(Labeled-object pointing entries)
** start **

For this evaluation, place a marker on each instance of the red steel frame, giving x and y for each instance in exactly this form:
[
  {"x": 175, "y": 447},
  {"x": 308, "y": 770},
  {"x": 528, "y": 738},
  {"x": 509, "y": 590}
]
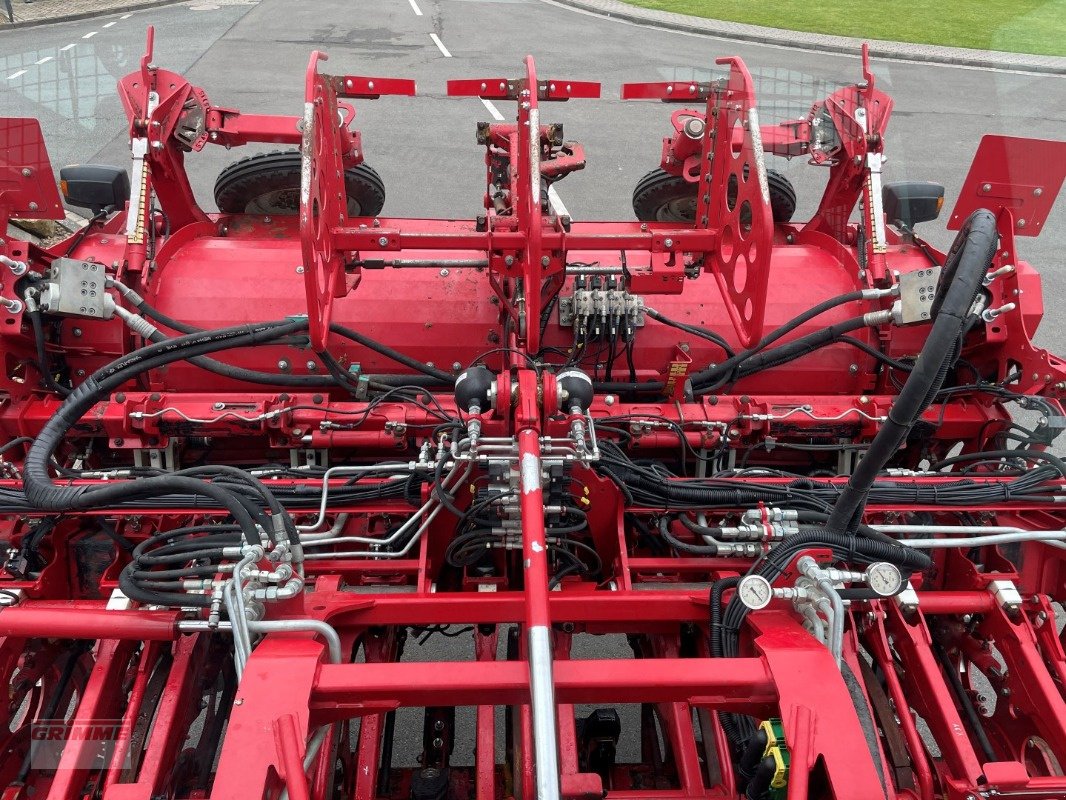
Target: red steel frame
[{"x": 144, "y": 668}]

** end **
** start **

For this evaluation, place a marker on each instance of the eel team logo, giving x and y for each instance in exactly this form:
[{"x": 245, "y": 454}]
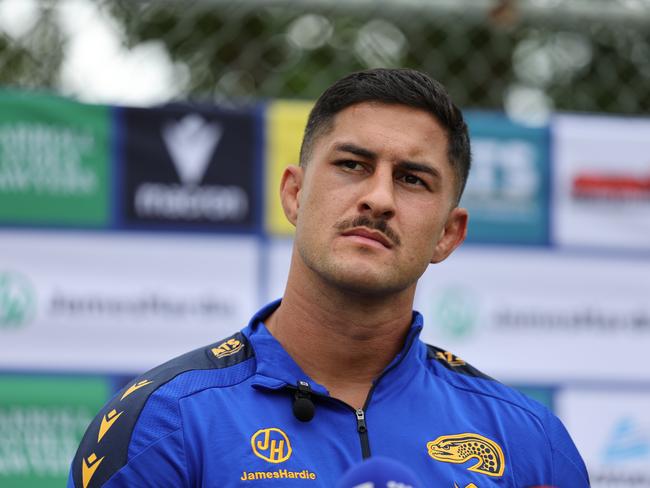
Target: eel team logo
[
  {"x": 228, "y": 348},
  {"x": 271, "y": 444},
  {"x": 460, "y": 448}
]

** end **

Pick out and copy every line in the rows above that contains the string "form". Letter case must match.

- [Result for this exercise]
For this evaluation, place a marker on each instance of the red steel frame, giving x and y for each instance in exactly this form:
For this evaluation, place a marker on each instance of the eel team logo, giving x and y for each instance in exactly this form:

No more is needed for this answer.